======== TEXT PASSAGE ========

So credit where credit is due: Ed Silverman at STAT is out with a story today that goes into incredible detail about where the FDA has — and has not — been on the Orange Book issue. 

I’m hoping that Ed’s piece can reset the dialogue a little bit. The Orange Book story is not (or ought not) be about the FTC’s threats but rather what the proper standards and processes should be. 

It’s worth your time.

Holy moly is there ever a lot of data to get through all of a sudden. I’m up to my eyeballs in charts and graphs and PDFs. I’m not going to get through it all today. 

So what am I not going to get through? This PSG report on the state of the specialty pharma business, for one. 

And tomorrow I’ll go into more detail on IQVIA’s look at 340B, though you should be tracking on the topline number: 340B sales hit $124 billion last year, up more than 16% from 2022

There’s also a section in the Rand report about hospital prices that I want to go at. But there’s a lot of the week left. 

***

Today, I want to look at IQVIA’s mammoth, annual look at the U.S. pharmaceutical market. I’m a total fanboy for this stuff.**

There are seven million narratives buried in the report, but I want to focus on the ones that I’m most interested in: where have drug prices been? Where are they going? 

Here, the answers are clear, if unsurprising: med prices, at the net level, are pretty close to flat, especially taking into account inflation. Here’s where we’ve been over the past few years: 

You can spin this as net prices being up, the reality is that the increase is still below inflation. And IQVIA suggests that this might be something of a high-water mark: prices are headed down over the next five years:

So we’re taking drops of between 1% and 4% a year on a net level, continuing a deflationary trend that is now almost a decade long. We may have issues with drug pricing in this country (more on that in a sec), but ever-increasing prices for brand medicines is not one of them. 

So what’s driving the falling net prices? Rebates, obviously. We talk about that all the time, but estimating rebate amounts is a tricky business, and IQVIA has some great data here, too, on a therapeutic-area-by-therapeutic-area basis:

Now, the other way to tell this story is to note that spending (as opposed to price) is headed up faster than inflation. This is still mostly a good-news story. After all, more patients getting access to the medicines they need is the way that the system should work, ideally. 

That drives spending in a handful of ways. First, there’s more volume as more patients get on therapy. Second, IQVIA documents that there will be more new medicines, which brings both innovation and new costs (the price of launch medicines is generally higher than older ones). And, third, there is a change in “mix” from older medicines to more powerful ones, which also brings more spending.

========

■ TASK REQUIREMENTS
(1) Quote the part of the drug-pricing passage that opens with the words containing "So what’s driving" and closes with "should work, ideally.".
(2) Answer these questions from the drug-pricing passage:
(a) What total did 340B sales reach last year?
(b) By how much per year are net prices projected to drop?
(c) What three things drive higher spending?

======== RECORD EXTRACTS ========

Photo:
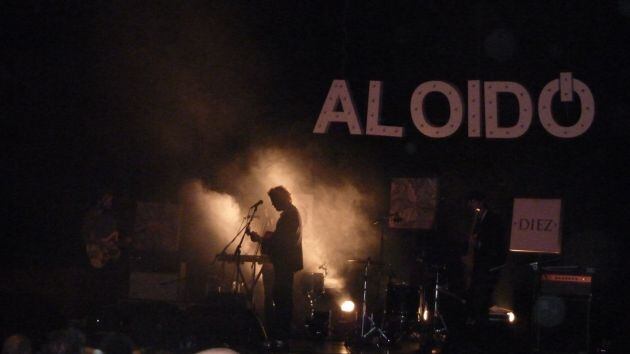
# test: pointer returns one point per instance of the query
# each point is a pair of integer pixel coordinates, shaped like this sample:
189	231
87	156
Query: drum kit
410	312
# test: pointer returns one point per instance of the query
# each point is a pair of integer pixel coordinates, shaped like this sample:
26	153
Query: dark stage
153	145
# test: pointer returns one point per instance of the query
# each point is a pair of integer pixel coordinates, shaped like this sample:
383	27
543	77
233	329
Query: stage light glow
511	317
347	306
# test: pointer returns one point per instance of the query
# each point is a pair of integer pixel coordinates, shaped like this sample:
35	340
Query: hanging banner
413	203
536	226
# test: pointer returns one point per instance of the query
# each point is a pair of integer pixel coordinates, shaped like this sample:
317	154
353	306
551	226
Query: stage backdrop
413	203
536	225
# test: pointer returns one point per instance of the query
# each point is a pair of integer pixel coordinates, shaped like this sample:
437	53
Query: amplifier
566	284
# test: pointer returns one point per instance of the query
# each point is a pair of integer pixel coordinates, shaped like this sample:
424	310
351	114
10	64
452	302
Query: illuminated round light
347	306
511	317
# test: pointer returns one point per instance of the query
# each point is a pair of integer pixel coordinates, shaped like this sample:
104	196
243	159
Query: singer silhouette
284	247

========

■ EXPECTED RESPONSES
(1)
So what’s driving the falling net prices? Rebates, obviously. We talk about that all the time, but estimating rebate amounts is a tricky business, and IQVIA has some great data here, too, on a therapeutic-area-by-therapeutic-area basis:

Now, the other way to tell this story is to note that spending (as opposed to price) is headed up faster than inflation. This is still mostly a good-news story. After all, more patients getting access to the medicines they need is the way that the system should work, ideally.

(2)
(a) $124 billion, up more than 16% from 2022.
(b) Between 1% and 4% a year.
(c) More volume as more patients get on therapy, more new medicines, and a change in "mix" from older medicines to more powerful ones.